__DATA FOR THE TASK__
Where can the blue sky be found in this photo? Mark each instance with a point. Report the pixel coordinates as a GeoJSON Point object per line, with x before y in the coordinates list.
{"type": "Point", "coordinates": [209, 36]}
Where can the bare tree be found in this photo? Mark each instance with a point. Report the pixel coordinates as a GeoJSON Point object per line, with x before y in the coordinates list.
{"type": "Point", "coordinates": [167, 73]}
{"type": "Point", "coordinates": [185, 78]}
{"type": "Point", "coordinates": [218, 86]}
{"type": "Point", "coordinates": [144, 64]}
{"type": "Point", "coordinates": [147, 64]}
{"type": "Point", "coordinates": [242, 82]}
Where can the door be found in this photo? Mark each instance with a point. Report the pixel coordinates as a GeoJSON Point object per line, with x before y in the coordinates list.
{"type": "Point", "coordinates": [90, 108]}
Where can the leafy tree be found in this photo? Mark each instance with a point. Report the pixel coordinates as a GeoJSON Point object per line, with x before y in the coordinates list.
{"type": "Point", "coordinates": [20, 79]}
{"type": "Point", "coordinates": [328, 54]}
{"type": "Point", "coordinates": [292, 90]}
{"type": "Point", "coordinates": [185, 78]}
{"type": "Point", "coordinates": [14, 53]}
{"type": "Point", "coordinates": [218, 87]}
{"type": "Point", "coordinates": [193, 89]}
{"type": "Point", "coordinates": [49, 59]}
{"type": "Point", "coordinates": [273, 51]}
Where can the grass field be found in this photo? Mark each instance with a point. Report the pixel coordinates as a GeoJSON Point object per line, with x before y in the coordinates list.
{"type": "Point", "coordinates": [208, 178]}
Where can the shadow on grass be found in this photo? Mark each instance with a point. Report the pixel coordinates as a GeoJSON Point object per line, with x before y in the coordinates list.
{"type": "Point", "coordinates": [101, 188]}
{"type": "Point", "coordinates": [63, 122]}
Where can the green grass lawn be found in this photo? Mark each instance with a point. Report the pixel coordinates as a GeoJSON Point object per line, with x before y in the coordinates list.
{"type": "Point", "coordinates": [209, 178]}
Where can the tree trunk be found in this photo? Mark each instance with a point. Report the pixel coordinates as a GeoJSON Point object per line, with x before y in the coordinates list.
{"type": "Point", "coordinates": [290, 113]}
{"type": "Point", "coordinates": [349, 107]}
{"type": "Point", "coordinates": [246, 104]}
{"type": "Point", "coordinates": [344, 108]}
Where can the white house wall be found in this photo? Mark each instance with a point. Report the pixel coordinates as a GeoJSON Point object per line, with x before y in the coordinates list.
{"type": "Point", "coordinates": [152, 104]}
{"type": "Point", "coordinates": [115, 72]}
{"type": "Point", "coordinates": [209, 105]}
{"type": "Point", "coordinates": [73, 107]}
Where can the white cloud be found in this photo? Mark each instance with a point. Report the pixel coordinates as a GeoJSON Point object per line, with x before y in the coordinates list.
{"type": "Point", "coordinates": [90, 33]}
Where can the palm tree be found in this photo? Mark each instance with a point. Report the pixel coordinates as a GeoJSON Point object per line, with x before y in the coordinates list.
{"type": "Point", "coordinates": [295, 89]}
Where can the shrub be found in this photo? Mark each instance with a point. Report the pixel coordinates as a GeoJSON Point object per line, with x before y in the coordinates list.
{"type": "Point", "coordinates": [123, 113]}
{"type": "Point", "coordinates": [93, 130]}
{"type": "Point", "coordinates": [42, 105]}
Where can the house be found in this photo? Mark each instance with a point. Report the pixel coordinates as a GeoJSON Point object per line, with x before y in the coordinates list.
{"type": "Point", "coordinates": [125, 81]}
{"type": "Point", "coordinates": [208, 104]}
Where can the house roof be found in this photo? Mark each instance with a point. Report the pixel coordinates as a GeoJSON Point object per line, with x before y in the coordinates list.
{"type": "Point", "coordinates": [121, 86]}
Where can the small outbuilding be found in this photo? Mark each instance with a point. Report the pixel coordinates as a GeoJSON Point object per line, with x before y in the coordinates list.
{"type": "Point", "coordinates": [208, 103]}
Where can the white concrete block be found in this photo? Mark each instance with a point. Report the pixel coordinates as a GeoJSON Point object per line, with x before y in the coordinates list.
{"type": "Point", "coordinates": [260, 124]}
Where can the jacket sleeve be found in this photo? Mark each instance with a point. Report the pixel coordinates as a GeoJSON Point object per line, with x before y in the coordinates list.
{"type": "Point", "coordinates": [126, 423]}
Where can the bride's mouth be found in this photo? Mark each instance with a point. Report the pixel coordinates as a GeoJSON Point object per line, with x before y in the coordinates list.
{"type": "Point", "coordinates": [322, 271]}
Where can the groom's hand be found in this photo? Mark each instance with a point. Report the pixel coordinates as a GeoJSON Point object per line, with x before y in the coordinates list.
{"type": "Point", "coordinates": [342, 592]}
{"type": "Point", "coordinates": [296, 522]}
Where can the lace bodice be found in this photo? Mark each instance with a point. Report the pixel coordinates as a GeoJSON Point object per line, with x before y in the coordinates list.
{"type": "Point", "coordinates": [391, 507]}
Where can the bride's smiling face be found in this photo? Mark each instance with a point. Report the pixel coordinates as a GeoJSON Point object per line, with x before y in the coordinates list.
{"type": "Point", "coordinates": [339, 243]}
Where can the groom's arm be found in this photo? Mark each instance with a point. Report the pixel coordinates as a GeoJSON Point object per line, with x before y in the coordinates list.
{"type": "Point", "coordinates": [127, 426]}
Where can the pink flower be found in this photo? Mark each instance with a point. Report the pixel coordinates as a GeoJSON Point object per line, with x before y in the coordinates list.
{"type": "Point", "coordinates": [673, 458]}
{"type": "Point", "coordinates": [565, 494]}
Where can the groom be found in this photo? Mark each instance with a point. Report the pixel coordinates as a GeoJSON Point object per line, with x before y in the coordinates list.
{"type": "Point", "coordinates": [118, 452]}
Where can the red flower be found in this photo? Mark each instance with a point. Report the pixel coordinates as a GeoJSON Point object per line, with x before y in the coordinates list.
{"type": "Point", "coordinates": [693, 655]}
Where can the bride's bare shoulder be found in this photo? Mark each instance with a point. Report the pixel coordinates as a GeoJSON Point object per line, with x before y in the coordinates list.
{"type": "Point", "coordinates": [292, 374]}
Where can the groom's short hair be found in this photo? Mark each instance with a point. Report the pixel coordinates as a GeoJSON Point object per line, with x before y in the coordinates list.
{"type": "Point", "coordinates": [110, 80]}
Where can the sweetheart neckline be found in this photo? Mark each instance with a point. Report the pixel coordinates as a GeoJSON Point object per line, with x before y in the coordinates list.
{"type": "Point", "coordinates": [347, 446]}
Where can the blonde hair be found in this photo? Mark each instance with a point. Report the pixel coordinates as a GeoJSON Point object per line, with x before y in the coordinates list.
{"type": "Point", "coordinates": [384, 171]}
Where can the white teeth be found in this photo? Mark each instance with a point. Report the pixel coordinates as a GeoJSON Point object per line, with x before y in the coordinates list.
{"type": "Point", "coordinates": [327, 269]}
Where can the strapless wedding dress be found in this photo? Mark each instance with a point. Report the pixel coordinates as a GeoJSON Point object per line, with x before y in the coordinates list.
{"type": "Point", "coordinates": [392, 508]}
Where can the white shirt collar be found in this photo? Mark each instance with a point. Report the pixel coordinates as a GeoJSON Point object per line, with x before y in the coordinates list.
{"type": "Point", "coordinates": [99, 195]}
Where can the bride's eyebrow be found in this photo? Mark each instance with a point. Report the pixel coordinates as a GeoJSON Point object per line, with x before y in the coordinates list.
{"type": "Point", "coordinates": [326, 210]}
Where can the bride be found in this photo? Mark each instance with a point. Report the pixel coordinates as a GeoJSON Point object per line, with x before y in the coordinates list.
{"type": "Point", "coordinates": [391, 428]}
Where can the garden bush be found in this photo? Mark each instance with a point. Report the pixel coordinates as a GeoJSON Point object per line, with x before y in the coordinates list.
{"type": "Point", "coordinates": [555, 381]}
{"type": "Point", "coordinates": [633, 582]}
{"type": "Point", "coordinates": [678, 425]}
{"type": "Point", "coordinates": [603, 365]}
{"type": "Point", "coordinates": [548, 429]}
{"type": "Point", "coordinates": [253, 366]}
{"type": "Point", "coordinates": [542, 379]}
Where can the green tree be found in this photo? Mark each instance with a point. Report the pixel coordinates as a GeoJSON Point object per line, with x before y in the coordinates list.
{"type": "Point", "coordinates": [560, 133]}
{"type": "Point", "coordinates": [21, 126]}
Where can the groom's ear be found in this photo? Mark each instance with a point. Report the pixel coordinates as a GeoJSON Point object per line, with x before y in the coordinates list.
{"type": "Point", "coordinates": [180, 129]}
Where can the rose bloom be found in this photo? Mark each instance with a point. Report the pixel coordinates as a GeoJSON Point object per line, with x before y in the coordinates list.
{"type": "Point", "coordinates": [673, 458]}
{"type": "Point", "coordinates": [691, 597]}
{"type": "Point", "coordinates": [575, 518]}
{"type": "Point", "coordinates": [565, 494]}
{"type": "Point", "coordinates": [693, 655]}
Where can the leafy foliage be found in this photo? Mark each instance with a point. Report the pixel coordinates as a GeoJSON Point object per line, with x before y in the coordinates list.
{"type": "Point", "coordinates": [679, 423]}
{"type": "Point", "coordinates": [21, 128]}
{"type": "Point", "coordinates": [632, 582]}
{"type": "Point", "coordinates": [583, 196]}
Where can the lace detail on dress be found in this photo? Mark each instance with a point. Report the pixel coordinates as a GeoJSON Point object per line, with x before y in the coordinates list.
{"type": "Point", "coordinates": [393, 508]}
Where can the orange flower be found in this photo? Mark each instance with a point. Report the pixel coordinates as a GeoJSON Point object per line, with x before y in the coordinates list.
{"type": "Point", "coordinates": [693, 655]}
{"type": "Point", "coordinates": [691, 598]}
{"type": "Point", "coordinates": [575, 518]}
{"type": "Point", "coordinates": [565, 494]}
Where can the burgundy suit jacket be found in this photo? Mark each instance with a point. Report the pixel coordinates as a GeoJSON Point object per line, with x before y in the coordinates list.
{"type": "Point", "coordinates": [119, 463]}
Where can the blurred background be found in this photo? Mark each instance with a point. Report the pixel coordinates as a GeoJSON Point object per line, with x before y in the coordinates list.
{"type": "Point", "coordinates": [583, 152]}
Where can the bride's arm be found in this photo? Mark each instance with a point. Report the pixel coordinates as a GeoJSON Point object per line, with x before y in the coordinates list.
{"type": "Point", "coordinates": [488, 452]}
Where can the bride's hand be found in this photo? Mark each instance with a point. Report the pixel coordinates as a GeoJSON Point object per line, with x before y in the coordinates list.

__INSTRUCTIONS TO FOLLOW__
Reproduce the records word for word, from the line with "Where can the orange" through the end of the records.

__SOLUTION TO THIS TASK__
Where can the orange flower be found in this photo? Mark each instance with a point. Report the pixel coordinates as a GeoJSON Point object per line, with x before y in the coordinates list.
{"type": "Point", "coordinates": [693, 655]}
{"type": "Point", "coordinates": [691, 598]}
{"type": "Point", "coordinates": [575, 518]}
{"type": "Point", "coordinates": [565, 494]}
Where can the burgundy suit jacket be found in this photo? Mark each instance with a point. Report the pixel coordinates as a GeoJSON Point object per line, with x before y in the coordinates list.
{"type": "Point", "coordinates": [119, 463]}
Where can the blurred background be found in this photo? Mark each instance with a point. Report the pixel coordinates as a GeoJSON Point object per line, with x before y in the coordinates list.
{"type": "Point", "coordinates": [583, 152]}
Where can the bride's arm be found in this photo? Mark each instance with a point. Report the pixel coordinates as a GeoJSON Point object per line, with x before y in the coordinates list.
{"type": "Point", "coordinates": [488, 452]}
Where can the bride's hand be found in this photo? Mark each instance with a point. Report the pixel coordinates as a GeoJSON Point object per line, with x before y in the coordinates list.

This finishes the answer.